Task item:
Only one span of the listing below should come back. It runs from the line with "Practice step: find the forearm" through the line with "Practice step: find the white coconut", and each of its lines must be reproduced exactly.

Data provided:
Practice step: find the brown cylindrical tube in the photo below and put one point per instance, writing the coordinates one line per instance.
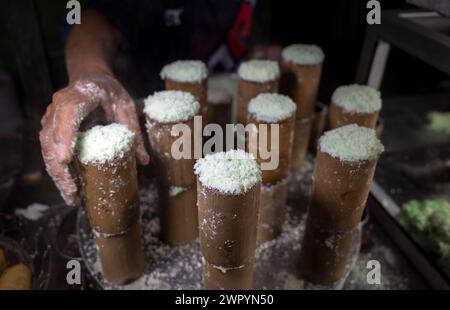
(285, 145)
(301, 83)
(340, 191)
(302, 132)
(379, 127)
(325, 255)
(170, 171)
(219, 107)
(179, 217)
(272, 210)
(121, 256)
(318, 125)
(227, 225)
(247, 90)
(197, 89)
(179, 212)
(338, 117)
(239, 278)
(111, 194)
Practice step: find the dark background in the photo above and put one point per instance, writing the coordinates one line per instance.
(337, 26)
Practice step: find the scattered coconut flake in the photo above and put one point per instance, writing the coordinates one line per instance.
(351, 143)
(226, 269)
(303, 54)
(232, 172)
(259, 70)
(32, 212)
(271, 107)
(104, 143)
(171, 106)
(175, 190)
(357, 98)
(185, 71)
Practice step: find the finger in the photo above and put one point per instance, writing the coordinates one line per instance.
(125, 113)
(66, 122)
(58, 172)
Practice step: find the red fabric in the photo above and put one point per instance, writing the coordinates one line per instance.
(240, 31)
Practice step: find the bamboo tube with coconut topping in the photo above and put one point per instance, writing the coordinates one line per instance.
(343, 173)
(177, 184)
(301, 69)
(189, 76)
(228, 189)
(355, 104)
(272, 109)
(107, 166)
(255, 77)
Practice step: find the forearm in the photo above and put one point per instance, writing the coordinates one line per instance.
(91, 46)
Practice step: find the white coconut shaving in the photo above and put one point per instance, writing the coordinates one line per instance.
...
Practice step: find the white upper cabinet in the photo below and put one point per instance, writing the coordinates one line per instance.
---
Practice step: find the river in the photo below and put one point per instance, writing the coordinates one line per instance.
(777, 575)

Result of the task:
Practice step: find the forearm in the photo above and put one point per instance, writing the coordinates one line per instance.
(91, 46)
Practice step: find the white coconut shaving in the photo above and put one point per instance, writing the coordinates one line per instance.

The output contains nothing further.